= REQUIRED TASK =
Rescale the records below by writing out every line again, requests included, with the point coordinates in the answers multiplied by 1.7 and rounded to whole numbers, halves rounded up, and all other numbers left unchanged. Leave the pictures out.

-- START GIVEN DATA --

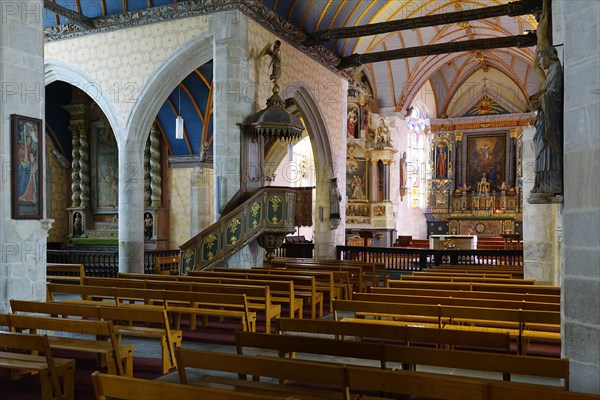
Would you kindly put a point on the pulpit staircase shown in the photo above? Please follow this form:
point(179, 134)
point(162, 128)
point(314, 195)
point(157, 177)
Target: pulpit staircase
point(267, 216)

-- END GIVEN DATA --

= ANSWER TO THIS EXERCISE =
Would you kindly put a point on the pulpit staircase shown in the photo above? Please follow this form:
point(179, 134)
point(162, 128)
point(314, 195)
point(157, 177)
Target: pulpit staircase
point(454, 367)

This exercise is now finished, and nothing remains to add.